GIVEN REQUEST: Please report every line in the listing below that contains the word "purple". Copy each of those lines in full.

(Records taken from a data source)
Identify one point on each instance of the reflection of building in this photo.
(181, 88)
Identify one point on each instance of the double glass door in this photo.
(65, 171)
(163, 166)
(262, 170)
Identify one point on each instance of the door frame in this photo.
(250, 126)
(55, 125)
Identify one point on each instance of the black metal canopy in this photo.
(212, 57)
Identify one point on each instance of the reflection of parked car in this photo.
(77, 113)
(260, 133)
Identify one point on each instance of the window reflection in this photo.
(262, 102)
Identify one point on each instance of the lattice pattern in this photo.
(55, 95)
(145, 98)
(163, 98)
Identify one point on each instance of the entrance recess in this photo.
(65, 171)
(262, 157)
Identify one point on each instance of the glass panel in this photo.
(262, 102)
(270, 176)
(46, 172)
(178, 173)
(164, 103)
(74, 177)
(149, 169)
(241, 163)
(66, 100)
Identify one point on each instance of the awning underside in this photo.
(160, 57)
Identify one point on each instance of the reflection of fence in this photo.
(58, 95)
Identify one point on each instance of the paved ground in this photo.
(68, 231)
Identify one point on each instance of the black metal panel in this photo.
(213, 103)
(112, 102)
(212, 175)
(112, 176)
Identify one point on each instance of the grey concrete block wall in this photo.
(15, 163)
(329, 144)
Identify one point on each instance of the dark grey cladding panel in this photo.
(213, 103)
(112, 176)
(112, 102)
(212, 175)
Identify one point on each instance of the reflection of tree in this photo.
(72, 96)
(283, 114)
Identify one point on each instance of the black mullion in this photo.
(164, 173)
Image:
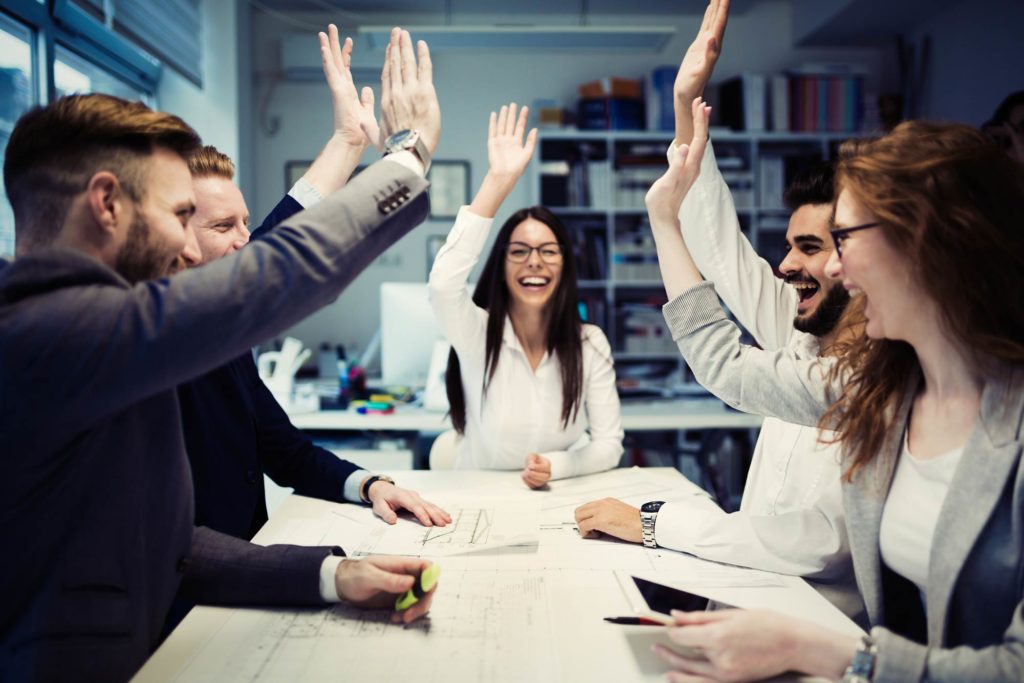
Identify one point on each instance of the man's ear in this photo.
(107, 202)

* * *

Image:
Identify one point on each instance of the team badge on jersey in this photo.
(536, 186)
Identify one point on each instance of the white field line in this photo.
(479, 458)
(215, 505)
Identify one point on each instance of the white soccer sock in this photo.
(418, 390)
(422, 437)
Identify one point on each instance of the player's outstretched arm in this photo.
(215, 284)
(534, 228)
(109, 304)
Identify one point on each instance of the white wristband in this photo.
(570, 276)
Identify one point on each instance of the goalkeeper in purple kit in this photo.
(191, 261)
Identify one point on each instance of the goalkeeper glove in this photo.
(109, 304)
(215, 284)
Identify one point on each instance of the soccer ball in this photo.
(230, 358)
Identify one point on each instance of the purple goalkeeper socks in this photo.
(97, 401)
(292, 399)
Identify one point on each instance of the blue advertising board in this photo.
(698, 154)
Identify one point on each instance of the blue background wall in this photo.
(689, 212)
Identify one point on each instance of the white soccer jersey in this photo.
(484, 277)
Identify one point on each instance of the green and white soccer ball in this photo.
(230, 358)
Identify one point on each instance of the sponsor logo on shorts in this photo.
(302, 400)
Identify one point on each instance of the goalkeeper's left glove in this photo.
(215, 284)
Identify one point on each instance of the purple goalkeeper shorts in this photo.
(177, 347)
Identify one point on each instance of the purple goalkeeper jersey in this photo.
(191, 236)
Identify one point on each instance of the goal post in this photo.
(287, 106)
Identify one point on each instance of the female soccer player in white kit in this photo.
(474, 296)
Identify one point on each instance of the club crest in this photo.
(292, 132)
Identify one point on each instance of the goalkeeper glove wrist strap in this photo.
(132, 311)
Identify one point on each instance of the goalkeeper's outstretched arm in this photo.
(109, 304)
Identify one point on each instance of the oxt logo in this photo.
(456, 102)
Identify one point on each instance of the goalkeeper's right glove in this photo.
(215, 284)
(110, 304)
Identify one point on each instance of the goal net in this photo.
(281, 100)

REPLY TO THE TASK:
Identify one point on each instance of the goalkeeper in purple kit in this photo.
Identify one point on each instance of the purple goalkeeper socks in this photo.
Identify one point on each instance of the purple goalkeeper shorts in this photo.
Identify one point on each instance of the purple goalkeeper jersey in this photo.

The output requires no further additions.